**Given exercise:** Can you find every line in the records below that contains the word "dark" and copy each of those lines in full?

**Extracted entries:**
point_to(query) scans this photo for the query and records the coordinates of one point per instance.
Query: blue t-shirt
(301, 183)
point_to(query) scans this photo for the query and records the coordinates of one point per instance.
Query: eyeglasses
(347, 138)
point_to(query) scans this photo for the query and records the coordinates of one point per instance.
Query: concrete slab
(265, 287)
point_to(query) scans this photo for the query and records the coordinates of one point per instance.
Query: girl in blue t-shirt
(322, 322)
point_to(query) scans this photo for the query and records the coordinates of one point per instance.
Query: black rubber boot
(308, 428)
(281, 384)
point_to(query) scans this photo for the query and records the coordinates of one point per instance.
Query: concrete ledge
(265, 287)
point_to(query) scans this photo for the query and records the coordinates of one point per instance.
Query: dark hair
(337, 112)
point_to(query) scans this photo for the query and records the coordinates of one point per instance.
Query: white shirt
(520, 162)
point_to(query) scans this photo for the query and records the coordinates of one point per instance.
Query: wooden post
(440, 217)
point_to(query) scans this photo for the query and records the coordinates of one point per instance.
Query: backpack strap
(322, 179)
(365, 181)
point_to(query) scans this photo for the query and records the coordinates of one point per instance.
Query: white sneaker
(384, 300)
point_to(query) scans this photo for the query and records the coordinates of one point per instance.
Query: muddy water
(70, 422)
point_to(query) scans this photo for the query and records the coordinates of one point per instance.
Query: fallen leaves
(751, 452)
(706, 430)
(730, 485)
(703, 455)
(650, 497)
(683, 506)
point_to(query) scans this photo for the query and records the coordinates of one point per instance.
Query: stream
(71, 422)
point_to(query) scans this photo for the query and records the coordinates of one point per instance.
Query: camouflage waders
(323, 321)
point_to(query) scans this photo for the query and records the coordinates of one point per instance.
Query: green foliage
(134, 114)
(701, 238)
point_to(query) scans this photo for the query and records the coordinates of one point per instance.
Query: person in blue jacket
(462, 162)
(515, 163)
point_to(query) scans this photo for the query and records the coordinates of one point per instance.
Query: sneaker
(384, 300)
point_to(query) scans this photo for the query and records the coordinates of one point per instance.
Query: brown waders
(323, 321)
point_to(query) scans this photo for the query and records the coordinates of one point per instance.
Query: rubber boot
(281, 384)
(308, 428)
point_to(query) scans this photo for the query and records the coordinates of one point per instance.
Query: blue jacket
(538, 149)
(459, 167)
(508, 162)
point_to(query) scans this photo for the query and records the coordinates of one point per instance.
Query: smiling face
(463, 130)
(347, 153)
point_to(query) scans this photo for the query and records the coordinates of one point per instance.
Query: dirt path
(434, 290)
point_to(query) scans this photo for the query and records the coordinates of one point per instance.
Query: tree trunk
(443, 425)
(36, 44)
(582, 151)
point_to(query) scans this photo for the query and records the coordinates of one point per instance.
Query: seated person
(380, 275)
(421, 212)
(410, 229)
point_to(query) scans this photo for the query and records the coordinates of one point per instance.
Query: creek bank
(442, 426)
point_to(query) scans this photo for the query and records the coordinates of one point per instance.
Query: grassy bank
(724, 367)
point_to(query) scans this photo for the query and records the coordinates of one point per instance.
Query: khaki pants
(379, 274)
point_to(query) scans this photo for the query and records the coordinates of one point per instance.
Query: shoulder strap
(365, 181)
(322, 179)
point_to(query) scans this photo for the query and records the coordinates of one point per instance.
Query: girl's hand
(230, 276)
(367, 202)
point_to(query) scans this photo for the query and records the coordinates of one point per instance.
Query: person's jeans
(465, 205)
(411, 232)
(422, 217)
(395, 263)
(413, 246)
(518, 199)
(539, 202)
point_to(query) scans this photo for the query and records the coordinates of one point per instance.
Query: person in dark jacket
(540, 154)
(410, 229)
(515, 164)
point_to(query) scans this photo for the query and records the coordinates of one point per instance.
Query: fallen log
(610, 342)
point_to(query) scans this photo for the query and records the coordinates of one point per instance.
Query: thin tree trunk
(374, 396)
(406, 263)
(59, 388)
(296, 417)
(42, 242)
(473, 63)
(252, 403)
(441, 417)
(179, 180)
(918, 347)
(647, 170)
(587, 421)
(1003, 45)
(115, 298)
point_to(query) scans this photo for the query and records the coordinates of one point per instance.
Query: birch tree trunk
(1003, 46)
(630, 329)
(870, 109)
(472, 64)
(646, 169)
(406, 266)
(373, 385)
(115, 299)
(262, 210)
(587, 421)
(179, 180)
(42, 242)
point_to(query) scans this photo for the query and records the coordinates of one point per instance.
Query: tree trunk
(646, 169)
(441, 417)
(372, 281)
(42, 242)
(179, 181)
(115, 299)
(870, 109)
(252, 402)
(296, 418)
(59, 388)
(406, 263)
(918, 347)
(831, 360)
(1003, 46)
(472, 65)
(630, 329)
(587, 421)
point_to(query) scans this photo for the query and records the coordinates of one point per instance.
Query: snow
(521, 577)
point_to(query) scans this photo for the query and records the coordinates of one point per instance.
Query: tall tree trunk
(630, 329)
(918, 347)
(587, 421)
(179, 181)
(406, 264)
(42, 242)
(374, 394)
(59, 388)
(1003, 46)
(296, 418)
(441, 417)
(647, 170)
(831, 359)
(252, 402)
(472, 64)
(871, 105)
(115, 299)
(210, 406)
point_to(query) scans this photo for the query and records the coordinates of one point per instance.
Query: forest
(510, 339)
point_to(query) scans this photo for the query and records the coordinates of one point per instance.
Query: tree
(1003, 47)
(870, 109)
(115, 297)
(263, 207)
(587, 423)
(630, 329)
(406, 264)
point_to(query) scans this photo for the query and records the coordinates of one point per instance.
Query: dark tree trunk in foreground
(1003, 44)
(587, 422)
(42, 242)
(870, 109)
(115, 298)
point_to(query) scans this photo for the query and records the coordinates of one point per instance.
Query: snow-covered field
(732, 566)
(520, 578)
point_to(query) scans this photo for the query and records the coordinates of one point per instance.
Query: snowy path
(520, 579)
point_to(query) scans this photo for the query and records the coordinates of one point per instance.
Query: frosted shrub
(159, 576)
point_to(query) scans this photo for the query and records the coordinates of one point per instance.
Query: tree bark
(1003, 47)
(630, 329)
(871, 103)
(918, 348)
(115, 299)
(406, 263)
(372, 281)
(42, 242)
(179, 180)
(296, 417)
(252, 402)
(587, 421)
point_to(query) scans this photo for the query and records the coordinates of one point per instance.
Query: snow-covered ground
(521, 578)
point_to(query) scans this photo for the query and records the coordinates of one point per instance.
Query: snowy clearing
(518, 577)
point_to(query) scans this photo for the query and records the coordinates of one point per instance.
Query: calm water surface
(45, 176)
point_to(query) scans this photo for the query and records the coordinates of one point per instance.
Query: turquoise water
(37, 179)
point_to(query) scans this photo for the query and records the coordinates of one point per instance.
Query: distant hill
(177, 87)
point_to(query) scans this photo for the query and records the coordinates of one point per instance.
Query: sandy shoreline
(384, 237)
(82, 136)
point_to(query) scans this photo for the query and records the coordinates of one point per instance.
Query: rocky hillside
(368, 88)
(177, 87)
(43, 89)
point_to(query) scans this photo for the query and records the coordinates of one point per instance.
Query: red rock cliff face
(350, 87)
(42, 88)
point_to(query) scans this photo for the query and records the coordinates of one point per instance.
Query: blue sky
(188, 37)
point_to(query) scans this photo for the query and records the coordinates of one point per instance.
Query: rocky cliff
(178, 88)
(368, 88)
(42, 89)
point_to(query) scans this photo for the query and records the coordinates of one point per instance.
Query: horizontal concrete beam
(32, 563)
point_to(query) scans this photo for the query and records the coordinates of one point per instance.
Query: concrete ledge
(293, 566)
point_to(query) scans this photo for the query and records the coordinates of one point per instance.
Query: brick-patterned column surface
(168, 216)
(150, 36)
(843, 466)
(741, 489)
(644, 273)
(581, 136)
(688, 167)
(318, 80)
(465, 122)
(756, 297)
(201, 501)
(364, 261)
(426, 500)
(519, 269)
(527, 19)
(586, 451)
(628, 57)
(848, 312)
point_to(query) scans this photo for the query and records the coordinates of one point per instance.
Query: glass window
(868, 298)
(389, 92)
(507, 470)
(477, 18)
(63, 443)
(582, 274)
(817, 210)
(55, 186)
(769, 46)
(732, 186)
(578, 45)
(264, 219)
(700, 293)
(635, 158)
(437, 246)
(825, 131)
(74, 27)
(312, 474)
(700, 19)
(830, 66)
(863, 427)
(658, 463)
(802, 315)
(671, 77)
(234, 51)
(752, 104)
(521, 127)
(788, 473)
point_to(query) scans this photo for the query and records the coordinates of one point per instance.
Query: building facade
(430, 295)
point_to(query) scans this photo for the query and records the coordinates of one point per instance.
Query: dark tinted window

**The output:**
Query: dark hair
Query: person in dark jacket
Query: dark tree trunk in foreground
Query: dark tinted window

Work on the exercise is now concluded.